_Passage given:_
:::::
The warrior within: service, resilience, and the Native warrior tradition

Original source details coming soon.

Executive overview

Most people picture the warrior as a solitary, aggressive fighter. DJ Vanas, enrolled member of the Ottawa tribe and Air Force Academy graduate, argues the opposite: the warrior tradition is rooted in service, love, and commitment to the tribe — not personal glory.

The key distinction is between a fighter (effort directed at personal gain) and a warrior (effort directed at collective benefit). Warriors never fought alone, admitted fear, and asked for help — because the mission was never about the self.

Asking for help is not giving up; it is refusing to give up.
:::::
_Problem 1:_
Pick out every line of the listing that contains the string "each", matching case exactly.
The listing that follows has no connection to the passage on the Native warrior tradition.

_Task input:_
:::::
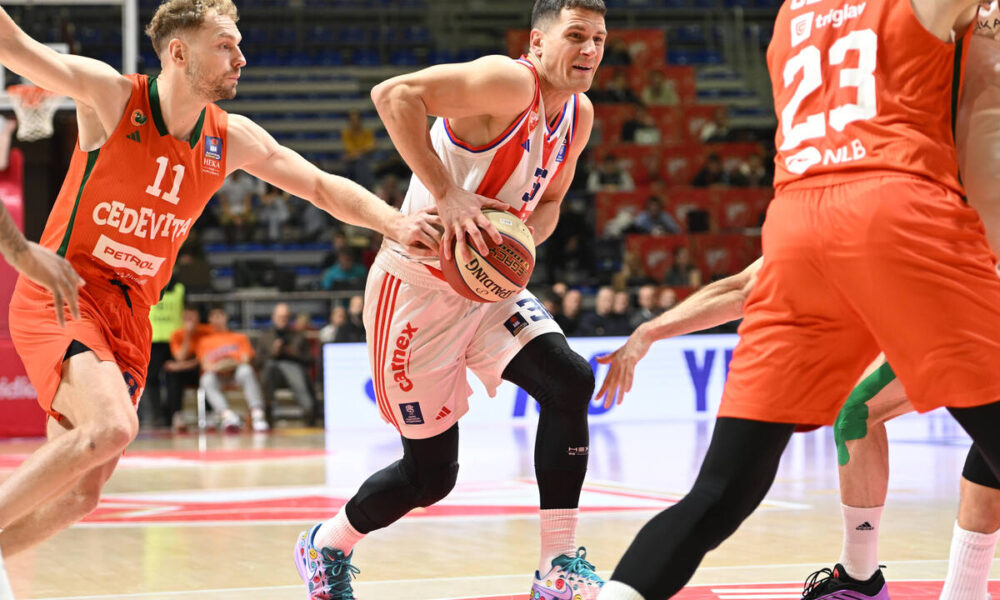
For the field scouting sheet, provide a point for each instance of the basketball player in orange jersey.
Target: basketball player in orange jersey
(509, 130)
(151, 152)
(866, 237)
:::::
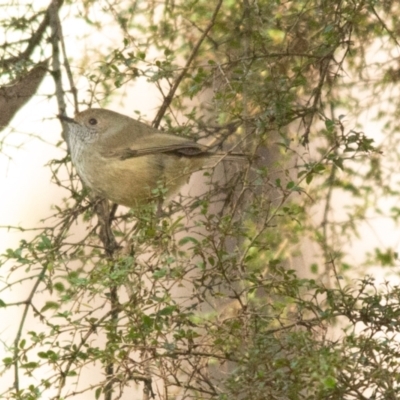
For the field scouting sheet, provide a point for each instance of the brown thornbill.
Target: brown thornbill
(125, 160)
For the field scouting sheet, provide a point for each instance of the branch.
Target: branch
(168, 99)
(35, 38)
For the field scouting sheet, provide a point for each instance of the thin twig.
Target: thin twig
:::::
_Problem 2:_
In the passage on the Native warrior tradition, what separates a warrior from a fighter?

_Full answer 1:_
For the field scouting sheet, provide a point for each instance of the basketball player in orange jersey.
For the field scouting sheet, provide a point for each instance of the brown thornbill.
For the field scouting sheet, provide a point for each instance of the branch.
For the field scouting sheet, provide a point for each instance of the thin twig.

_Full answer 2:_
A fighter directs effort at personal gain, while a warrior directs effort at collective benefit.